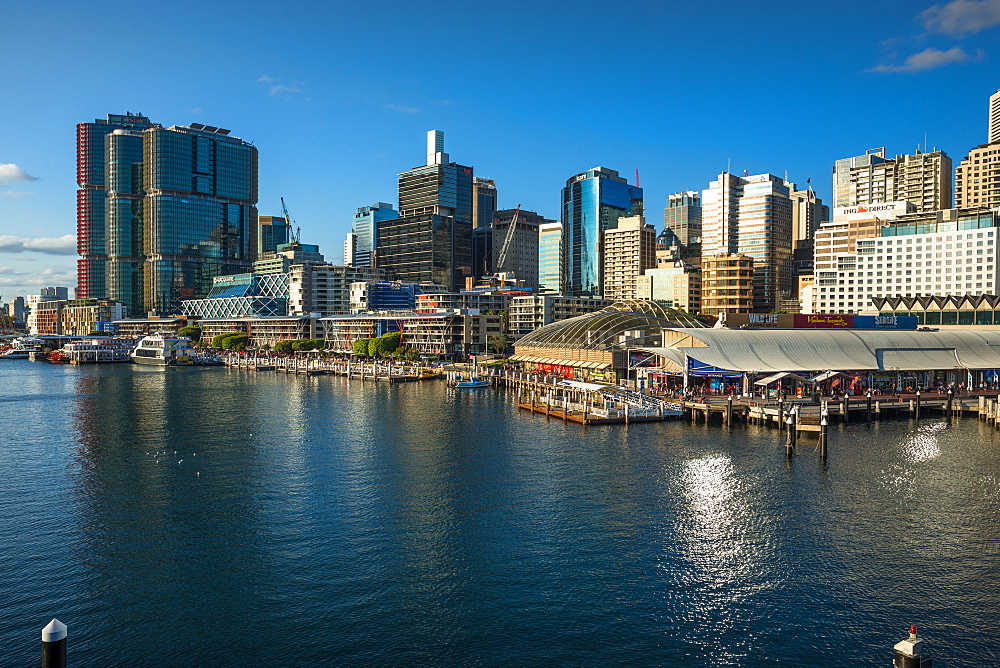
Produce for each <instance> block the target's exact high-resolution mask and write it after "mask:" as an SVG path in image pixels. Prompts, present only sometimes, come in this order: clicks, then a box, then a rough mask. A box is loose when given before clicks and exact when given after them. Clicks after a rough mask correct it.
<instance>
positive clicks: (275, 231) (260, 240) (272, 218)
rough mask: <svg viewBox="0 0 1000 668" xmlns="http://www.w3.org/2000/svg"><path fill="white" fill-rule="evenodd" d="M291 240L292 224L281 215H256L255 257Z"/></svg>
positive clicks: (262, 256) (263, 256)
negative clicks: (282, 216)
mask: <svg viewBox="0 0 1000 668" xmlns="http://www.w3.org/2000/svg"><path fill="white" fill-rule="evenodd" d="M291 241H292V226H291V225H289V224H288V221H287V220H285V219H284V218H282V217H281V216H257V259H263V258H264V257H265V256H266V255H267V254H268V253H275V252H277V250H278V246H282V245H284V244H287V243H290V242H291Z"/></svg>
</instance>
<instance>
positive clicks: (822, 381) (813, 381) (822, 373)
mask: <svg viewBox="0 0 1000 668" xmlns="http://www.w3.org/2000/svg"><path fill="white" fill-rule="evenodd" d="M843 375H844V374H842V373H840V372H839V371H824V372H823V373H821V374H820V375H818V376H816V377H815V378H810V379H809V382H810V383H822V382H823V381H824V380H830V379H831V378H833V377H835V376H843Z"/></svg>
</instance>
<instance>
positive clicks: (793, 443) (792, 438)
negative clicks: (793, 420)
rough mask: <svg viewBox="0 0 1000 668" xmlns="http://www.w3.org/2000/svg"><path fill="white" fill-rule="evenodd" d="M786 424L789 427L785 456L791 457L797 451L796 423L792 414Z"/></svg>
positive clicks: (788, 416)
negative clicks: (795, 444) (795, 445)
mask: <svg viewBox="0 0 1000 668" xmlns="http://www.w3.org/2000/svg"><path fill="white" fill-rule="evenodd" d="M785 426H786V428H787V429H788V436H787V437H786V438H785V456H787V457H791V456H792V455H793V454H794V453H795V424H794V421H793V419H792V416H791V415H789V416H788V420H787V421H786V422H785Z"/></svg>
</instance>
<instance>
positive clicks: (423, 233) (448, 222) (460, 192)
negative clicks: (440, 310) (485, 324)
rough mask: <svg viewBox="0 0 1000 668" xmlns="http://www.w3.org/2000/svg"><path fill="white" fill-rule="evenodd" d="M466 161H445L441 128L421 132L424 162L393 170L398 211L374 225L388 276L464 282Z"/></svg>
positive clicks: (470, 261) (428, 281) (471, 221)
mask: <svg viewBox="0 0 1000 668" xmlns="http://www.w3.org/2000/svg"><path fill="white" fill-rule="evenodd" d="M473 192H474V188H473V173H472V167H467V166H465V165H459V164H457V163H454V162H451V158H450V157H449V155H448V154H447V153H445V152H444V133H443V132H441V131H440V130H431V131H430V132H428V133H427V164H426V165H422V166H420V167H414V168H413V169H410V170H407V171H405V172H402V173H401V174H400V175H399V217H398V218H394V219H392V220H386V221H383V222H382V223H381V224H379V226H378V231H377V239H378V243H377V245H376V264H377V266H378V267H381V268H384V269H385V270H386V272H387V273H388V275H389V277H390V278H392V279H398V280H402V281H408V282H416V283H424V282H431V283H437V284H439V285H445V286H447V287H448V289H449V290H452V291H454V290H458V289H460V288H462V287H464V286H465V279H466V277H468V276H472V275H473V267H472V202H473Z"/></svg>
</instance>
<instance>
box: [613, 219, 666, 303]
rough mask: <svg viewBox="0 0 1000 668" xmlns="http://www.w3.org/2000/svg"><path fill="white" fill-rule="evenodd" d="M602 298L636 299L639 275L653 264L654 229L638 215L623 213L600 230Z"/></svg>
mask: <svg viewBox="0 0 1000 668" xmlns="http://www.w3.org/2000/svg"><path fill="white" fill-rule="evenodd" d="M602 250H603V256H604V298H605V299H610V300H612V301H622V300H626V299H640V298H641V295H640V286H639V283H640V278H641V277H642V275H643V272H645V271H646V270H647V269H654V268H655V267H656V228H654V227H653V226H652V225H649V224H648V223H646V220H645V219H644V218H643V217H642V216H625V217H622V218H619V219H618V225H617V226H616V227H613V228H610V229H607V230H604V244H603V248H602Z"/></svg>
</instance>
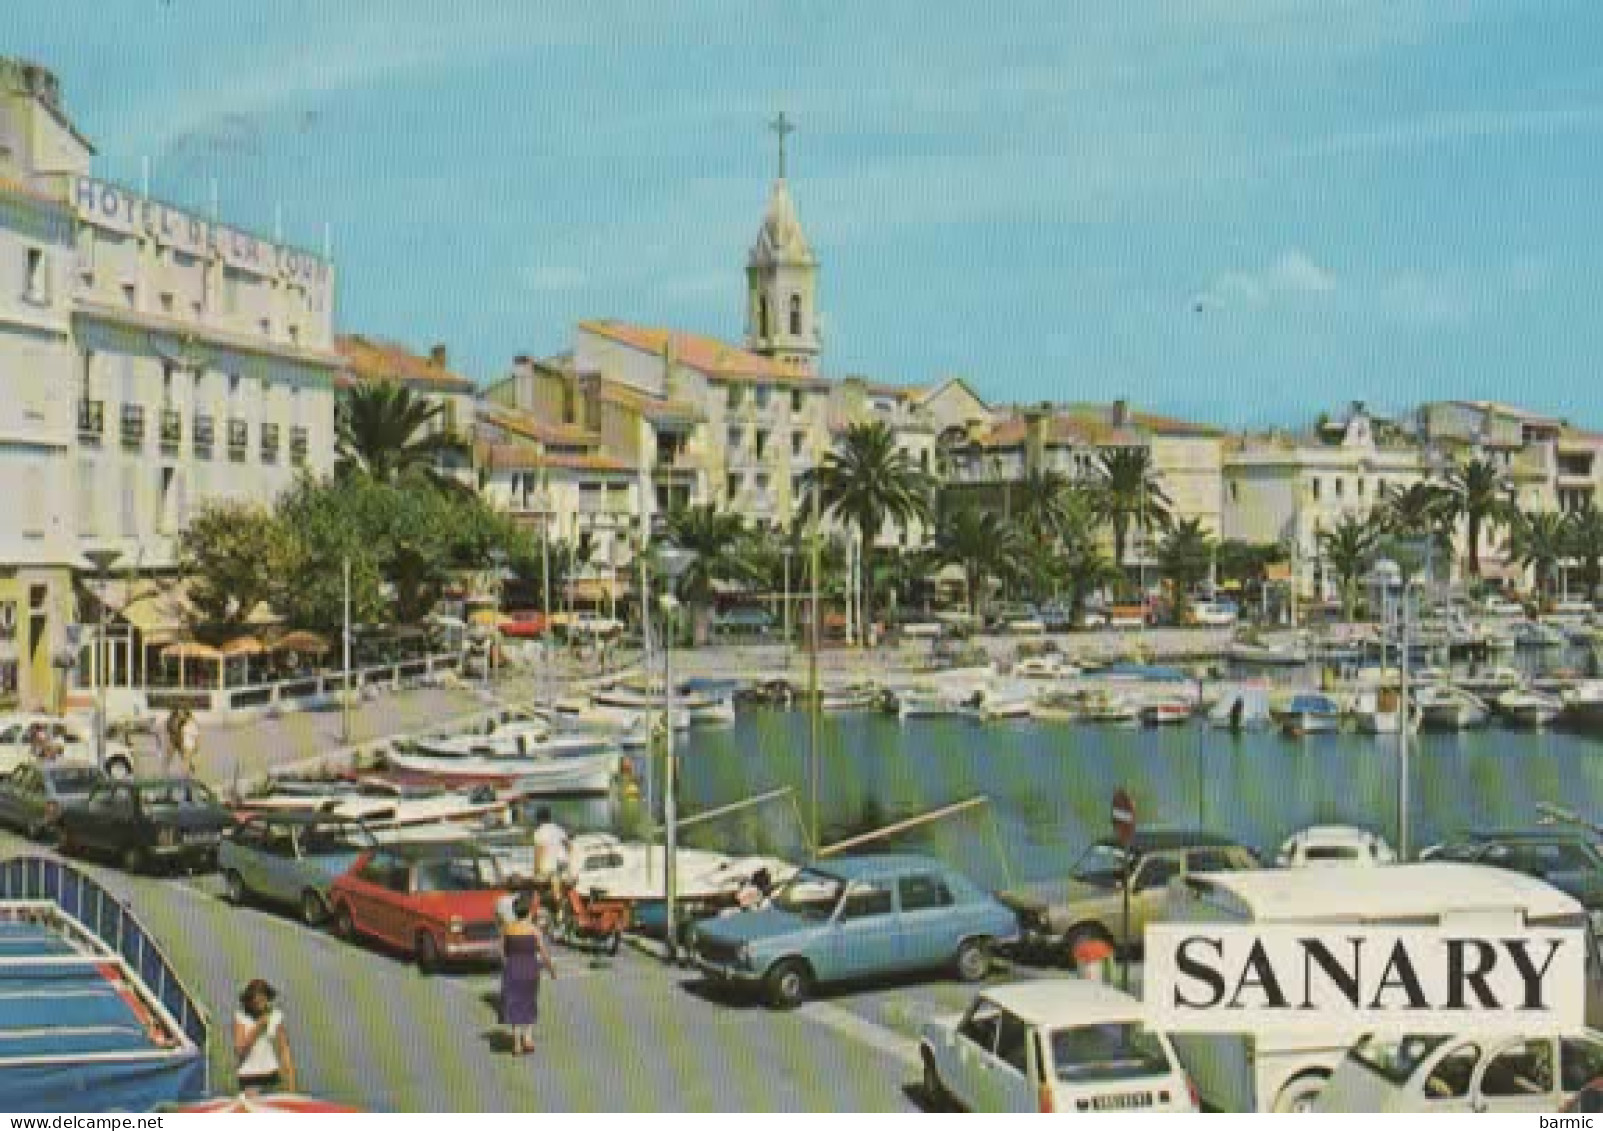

* * * * *

■ Task: Send back an exact copy of only the lines from the line with "424L789 427L785 456L791" up to and including the line with "box: [613, 219, 666, 303]" in the data above.

■ Answer for the task:
rough mask: <svg viewBox="0 0 1000 668" xmlns="http://www.w3.org/2000/svg"><path fill="white" fill-rule="evenodd" d="M786 424L789 427L785 456L791 457L797 451L796 423L792 414Z"/></svg>
positive clicks: (788, 416)
negative clicks: (795, 444) (795, 445)
mask: <svg viewBox="0 0 1000 668" xmlns="http://www.w3.org/2000/svg"><path fill="white" fill-rule="evenodd" d="M785 426H786V428H787V429H788V436H787V437H786V438H785V456H787V457H791V456H792V455H793V454H794V453H795V424H794V421H793V419H792V416H791V415H789V416H788V420H787V421H786V422H785Z"/></svg>
</instance>
<instance>
positive clicks: (423, 233) (448, 222) (460, 192)
negative clicks: (440, 310) (485, 324)
rough mask: <svg viewBox="0 0 1000 668" xmlns="http://www.w3.org/2000/svg"><path fill="white" fill-rule="evenodd" d="M466 161H445L441 128L421 132L424 162L393 170L398 211L374 225L388 276L464 282Z"/></svg>
positive clicks: (470, 261) (428, 281) (471, 221)
mask: <svg viewBox="0 0 1000 668" xmlns="http://www.w3.org/2000/svg"><path fill="white" fill-rule="evenodd" d="M473 192H474V188H473V173H472V167H467V166H465V165H459V164H457V163H454V162H451V158H450V157H449V155H448V154H447V153H445V152H444V133H443V132H441V131H440V130H431V131H430V132H428V133H427V164H426V165H422V166H420V167H414V168H413V169H410V170H407V171H405V172H402V173H401V174H400V175H399V217H398V218H394V219H392V220H386V221H383V222H382V223H381V224H379V226H378V231H377V239H378V243H377V245H376V264H377V266H378V267H381V268H384V269H385V270H386V272H387V273H388V275H389V277H390V278H392V279H398V280H402V281H408V282H416V283H424V282H431V283H437V284H439V285H445V286H447V287H448V289H449V290H452V291H454V290H458V289H460V288H462V287H464V286H465V279H466V277H468V276H472V275H473V267H472V202H473Z"/></svg>
</instance>
<instance>
box: [613, 219, 666, 303]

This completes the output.